**ABOUT THIS EXERCISE:**
When you write the records again, keep every line exactly as it was.

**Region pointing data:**

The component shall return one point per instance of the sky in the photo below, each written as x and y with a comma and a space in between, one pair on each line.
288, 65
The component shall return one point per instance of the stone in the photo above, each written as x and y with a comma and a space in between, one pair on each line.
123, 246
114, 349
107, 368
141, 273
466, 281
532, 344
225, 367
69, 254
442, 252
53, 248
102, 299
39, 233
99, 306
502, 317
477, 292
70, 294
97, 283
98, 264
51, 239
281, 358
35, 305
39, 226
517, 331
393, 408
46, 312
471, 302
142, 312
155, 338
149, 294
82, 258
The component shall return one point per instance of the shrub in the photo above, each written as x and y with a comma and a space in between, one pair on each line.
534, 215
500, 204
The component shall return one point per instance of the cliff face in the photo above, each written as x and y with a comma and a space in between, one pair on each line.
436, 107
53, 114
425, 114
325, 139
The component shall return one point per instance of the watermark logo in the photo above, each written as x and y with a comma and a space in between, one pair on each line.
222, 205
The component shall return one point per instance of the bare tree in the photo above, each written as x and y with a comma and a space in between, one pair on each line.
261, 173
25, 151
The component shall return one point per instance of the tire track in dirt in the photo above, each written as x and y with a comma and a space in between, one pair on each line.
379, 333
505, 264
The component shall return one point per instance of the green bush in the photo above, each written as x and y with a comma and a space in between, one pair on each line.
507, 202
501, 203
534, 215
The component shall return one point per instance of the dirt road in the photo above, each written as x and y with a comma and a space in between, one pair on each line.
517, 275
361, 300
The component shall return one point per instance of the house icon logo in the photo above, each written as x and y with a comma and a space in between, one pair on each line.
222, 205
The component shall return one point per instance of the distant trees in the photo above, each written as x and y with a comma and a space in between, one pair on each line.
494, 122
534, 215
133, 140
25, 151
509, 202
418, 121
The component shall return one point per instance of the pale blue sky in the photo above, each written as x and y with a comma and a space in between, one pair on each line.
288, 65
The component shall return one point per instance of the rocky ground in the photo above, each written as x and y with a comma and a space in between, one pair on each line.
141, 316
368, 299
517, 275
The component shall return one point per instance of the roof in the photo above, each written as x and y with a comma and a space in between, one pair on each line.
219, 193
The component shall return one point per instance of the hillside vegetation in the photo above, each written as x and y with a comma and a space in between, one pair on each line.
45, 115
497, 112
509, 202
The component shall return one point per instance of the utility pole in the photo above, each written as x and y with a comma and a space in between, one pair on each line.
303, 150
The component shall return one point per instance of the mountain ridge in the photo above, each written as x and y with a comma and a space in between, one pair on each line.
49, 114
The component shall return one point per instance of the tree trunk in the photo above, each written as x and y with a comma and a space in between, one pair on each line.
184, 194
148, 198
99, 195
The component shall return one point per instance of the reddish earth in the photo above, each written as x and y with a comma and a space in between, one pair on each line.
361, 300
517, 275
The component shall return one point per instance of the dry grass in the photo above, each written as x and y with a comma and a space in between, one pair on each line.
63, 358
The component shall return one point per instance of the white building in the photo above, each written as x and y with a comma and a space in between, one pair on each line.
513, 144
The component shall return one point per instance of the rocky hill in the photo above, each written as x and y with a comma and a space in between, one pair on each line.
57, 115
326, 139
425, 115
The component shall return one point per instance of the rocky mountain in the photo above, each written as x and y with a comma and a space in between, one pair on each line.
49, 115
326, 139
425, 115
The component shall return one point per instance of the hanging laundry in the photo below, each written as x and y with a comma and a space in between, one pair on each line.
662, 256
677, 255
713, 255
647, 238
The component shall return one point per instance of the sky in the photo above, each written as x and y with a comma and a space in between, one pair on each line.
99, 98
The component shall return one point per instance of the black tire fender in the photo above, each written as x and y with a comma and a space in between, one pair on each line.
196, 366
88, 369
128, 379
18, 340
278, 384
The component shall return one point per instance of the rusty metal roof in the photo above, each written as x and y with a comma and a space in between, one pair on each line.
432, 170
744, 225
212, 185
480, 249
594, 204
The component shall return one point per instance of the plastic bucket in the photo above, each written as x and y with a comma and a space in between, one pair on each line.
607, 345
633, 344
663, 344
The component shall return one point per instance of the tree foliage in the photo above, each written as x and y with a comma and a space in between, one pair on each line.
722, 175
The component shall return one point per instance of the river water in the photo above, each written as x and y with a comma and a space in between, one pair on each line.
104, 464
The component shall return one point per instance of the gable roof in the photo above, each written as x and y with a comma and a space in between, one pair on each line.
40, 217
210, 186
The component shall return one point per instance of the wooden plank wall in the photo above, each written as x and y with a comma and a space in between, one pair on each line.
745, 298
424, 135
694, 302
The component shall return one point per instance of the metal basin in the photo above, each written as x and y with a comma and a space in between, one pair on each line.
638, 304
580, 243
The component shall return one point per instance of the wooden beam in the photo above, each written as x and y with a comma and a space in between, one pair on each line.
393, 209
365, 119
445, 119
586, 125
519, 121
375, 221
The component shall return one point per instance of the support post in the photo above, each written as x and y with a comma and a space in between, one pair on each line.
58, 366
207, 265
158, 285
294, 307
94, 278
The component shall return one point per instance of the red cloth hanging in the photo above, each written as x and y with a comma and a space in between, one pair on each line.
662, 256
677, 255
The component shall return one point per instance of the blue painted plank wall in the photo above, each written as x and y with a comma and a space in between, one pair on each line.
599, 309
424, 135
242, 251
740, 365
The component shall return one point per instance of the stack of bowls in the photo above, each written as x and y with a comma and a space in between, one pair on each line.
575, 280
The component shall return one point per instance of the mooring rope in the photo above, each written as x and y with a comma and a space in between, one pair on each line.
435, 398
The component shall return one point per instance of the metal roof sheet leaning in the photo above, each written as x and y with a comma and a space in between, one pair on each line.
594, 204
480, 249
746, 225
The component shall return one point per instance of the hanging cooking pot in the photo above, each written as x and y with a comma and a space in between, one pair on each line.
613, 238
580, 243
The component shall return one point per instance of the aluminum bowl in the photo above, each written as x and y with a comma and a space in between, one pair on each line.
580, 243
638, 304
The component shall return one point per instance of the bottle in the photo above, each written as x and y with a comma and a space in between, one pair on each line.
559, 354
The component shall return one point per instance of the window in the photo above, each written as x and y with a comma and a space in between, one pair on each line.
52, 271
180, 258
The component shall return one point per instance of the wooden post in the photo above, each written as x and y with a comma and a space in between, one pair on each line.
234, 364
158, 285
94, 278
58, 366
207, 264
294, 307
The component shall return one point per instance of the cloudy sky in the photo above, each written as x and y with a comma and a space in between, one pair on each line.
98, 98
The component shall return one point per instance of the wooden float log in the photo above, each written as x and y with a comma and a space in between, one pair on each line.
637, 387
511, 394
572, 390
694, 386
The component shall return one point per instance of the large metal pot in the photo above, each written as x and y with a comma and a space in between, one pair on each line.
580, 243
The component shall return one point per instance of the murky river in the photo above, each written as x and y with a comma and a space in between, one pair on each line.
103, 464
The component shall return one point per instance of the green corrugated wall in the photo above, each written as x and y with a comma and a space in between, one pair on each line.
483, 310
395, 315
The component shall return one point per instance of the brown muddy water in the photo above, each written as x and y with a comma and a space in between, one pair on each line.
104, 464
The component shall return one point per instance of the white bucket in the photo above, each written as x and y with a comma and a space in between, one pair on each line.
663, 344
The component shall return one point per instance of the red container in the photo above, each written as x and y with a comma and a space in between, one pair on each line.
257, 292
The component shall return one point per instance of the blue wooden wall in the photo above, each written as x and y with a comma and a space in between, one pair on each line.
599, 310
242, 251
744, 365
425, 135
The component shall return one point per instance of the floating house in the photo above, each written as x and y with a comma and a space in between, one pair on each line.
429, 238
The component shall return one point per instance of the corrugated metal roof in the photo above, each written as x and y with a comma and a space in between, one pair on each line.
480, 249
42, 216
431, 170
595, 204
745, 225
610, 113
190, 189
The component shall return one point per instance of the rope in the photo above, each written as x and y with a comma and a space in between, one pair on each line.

**PROBLEM SOLUTION:**
The component shall return one point per instance of the sky in the photo below, each written as x and y with a comma and a space in between, one pair on each line.
288, 65
The component shall return one point per instance of the stone in the photo above, each written as x and y with a comma and a space in between, one pair on each line.
123, 246
114, 349
107, 368
141, 273
466, 281
532, 344
225, 367
69, 254
442, 252
53, 248
102, 299
39, 233
99, 306
502, 317
477, 292
70, 294
97, 283
98, 264
51, 239
281, 358
35, 305
39, 226
517, 331
393, 408
46, 312
471, 302
142, 312
155, 338
149, 294
82, 258
The component shall return one point per instance of the shrub in the photo above, each written as x and y with a comma and a space in between, one pair on each line.
534, 215
500, 204
The component shall return one point per instance of the cliff face in the photo above, each written as x and y with a comma and a space in between, one pair on each line.
436, 107
53, 114
425, 114
325, 139
The component shall return one point per instance of the watermark logo in the photo above, each written as x and y with a comma and a space in between, one pair on each line.
222, 205
The component shall return one point per instance of the bare tree in the photo above, each written as x and y with a comma and a space in between, one pair on each line.
261, 173
25, 151
The component shall return one point per instance of the tire track in dirt in the photo above, each written as x and y with a comma and a space in between, one pair on each line.
379, 333
505, 264
The component shall return one point per instance of the green bush in the photo above, each written as x and y with a comma and a space in between, one pair on each line.
507, 202
501, 203
534, 215
The component shall return one point per instance of the dirt road in the photo above, each written as x and y with a comma and a space in between, one pair on each line.
517, 275
361, 300
The component shall return one point per instance of the house icon logo in the photo above, each written as x and y with a comma and a space in between, one pair on each line.
222, 205
The component shall return one point per instance of the distant trees in the photo above, each written as x and y with a comma and a space in between, one pair on each line.
494, 122
534, 215
133, 140
25, 151
509, 202
418, 121
The component shall return one point per instance of the pale blue sky in the photo above, each written as x and y with a comma and a space in between, one pair on each line.
288, 65
The component shall return one point per instance of the rocky ground in the photo above, each written as x and y with a comma and a space in between, one pair on each line.
141, 316
368, 299
517, 275
The component shall return one point per instance of the roof in the photo above, each written as x and y with a comma and a space in between, one pair on each line.
219, 193
The component shall return one point per instance of the hillside vegetation in the photo above, each written as x and y with a comma and a space in between, one pair on each line.
45, 115
497, 112
509, 202
The component shall return one point per instance of the utility pole in the photo above, each written as x and y with a comma and a space in between, one pair on each line.
303, 150
The component shall return one point per instance of the mountain ridge in the photo above, each written as x and y with a comma and a space in between, one pair on each line.
49, 114
The component shall return one point per instance of the tree trunk in the photo above, each written as x and y with a comma and a space in between, one pair on each line.
184, 194
148, 198
99, 195
The component shall return one point per instance of the reddish earth in the photo above, each written as x and y with a comma and a space in between, one pair on each line.
361, 300
517, 275
The component shall return one point per instance of the dry grass in the photo above, each written as x and y with a comma and a space in between, one pair on each line.
63, 358
The component shall return one point per instance of the white building in the photo above, each written as x and y with a comma and a space in between, one pair on each line.
513, 144
The component shall return one point per instance of the rocky hill in the photo above, each written as x and y with a comma and a space in between, one pair on each line.
57, 115
326, 139
425, 115
The component shall return one point per instance of the rocky mountain in the photo above, each written as x and y with a comma and a space in between, one pair on each line.
49, 115
326, 139
425, 115
The component shall return one point per instance of the hanging laundry in the photo below, each written as x and y with a comma and a space in between, one pair on each line.
662, 256
677, 255
713, 255
647, 238
The component shall return one point per instance of the sky in the photo above, each written as x and y with a comma and a space in between, one pair on each line.
99, 98
The component shall return one point per instance of the black tire fender in the photo above, each written as x and y with a comma and a space in between, one pair on each line.
196, 366
88, 369
128, 379
18, 340
278, 384
The component shall return one point per instance of the rusty metal roof in the photo above, each written as x and y with a comma and a space in between, one pair on each line.
432, 170
744, 225
212, 185
480, 249
594, 204
The component shall return one point per instance of the plastic bucket in the photo above, each written as x and y with a comma and a space in between, one pair on each line.
607, 345
633, 344
663, 344
The component shall return one point per instance of the tree foliage in the photo above, each written as x and y with a comma and a space in between, one pair on each line.
722, 175
The component shall return one point per instance of the river water in the photo above, each written as x and y with a comma and a space in between, one pair on each line.
104, 464
The component shall return one point per instance of the gable roof in the photo above, each written as x and y with a comma and a space in between, one pair on each line.
40, 217
210, 186
The component shall return one point per instance of the wooden plank wall in the photo above, each written as x and y with a comma and a space in between, one pair on each line.
745, 298
424, 135
694, 302
The component shall return one point per instance of the metal basin in the photo above, each written as x and y with a comma and a space in between, one pair on each line.
638, 304
580, 243
The component shall return one point per instance of the wooden beam in the photo above, each written as x and y with a comma and a space in between, one pair on each line.
393, 209
365, 119
445, 119
586, 125
519, 121
375, 221
The component shall return one point per instance of the support post in the photo above, each written as x and y with a comma and a space in between, one pair on each line.
58, 366
207, 265
158, 285
294, 307
94, 278
The component shall return one point per instance of the red cloth hanging in the photo above, each written as x and y with a comma and a space in between, one pair on each line.
662, 256
677, 255
The component shall return one point per instance of the blue painted plank wall in the photo above, each written as x and y with a comma and a space in between, one pair on each line.
599, 309
424, 135
242, 251
740, 365
The component shall return one point per instance of the stack of bowls in the photo above, each written as x and y with a comma and a space in between, one pair on each line.
575, 280
The component shall return one point per instance of the mooring rope in the photo above, each written as x and y with a comma and a space in between, one pair on each line.
435, 398
The component shall return one point per instance of the metal roof sheet leaning in the photo above, each written as x and y with a comma and a space in between, one pair on each line.
594, 204
480, 249
746, 225
The component shall return one point per instance of the hanging cooking pot in the photo above, each written as x and y with a comma and a space in between, one pair on each line.
613, 238
580, 243
The component shall return one point per instance of the aluminum bowl in the photo above, each written as x and y with a comma and a space in between, one pair on each line.
580, 243
638, 304
The component shall return one point per instance of the bottle in the photo above, each written as x and y with a comma and a space in between, one pair on each line.
559, 354
The component shall return one point per instance of the window in the photo above, each written as x and y with a comma and a space in between, one pair on each line.
52, 271
180, 258
The component shall return one point per instance of the wooden post in the photo above, each written as x and y with a comma and a space in between, one pair on each line.
234, 364
158, 285
94, 278
58, 366
207, 264
294, 307
The component shall return one point per instance of the cloudy sky in the photo above, each written as x and y with a comma and a space in between, one pair on each line.
98, 98
The component shall return one point per instance of the wooden float log in the photo above, each written as x and y with a comma and a space in between, one pair on each line.
637, 387
511, 394
572, 390
694, 386
The component shall return one point per instance of the large metal pot in the photo above, each written as x and y with a comma and a space in between, one pair on each line.
580, 243
The component shall return one point per instance of the murky river in the photo above, each written as x and y with a comma and a space in between, one pair on each line.
103, 464
The component shall return one point per instance of the green corrugated wall in the photo above, each written as x and y with a comma and a space in between, one pair on each line.
483, 310
395, 315
The component shall return one point per instance of the brown muddy water in the photo above, each written as x and y with a comma and a space in between, one pair on each line.
104, 464
The component shall return one point per instance of the white bucket in the photo above, each written as x and y with a comma and a space in between, one pair on each line.
663, 344
The component shall return one point per instance of the red container in the photo above, each written as x and y with a comma and a space in between, one pair on each line.
257, 292
The component shall return one point per instance of the blue wooden wall in the photo above, each written as x and y with a comma and a space in between, one pair on each line.
599, 310
242, 251
744, 365
425, 135
The component shall return one point per instance of the floating house in the photo above, each written as x and y with a comma and a space in between, one pair on each line.
429, 238
The component shall return one point per instance of the corrugated metal roof in the photo above, each written as x and y with a comma and a space in between, one pair on each line.
480, 249
42, 216
431, 170
595, 204
745, 225
610, 113
190, 189
The component shall return one point per instance of the rope in the photo above, each written as x and y with a comma and a space in between, one pair on each line.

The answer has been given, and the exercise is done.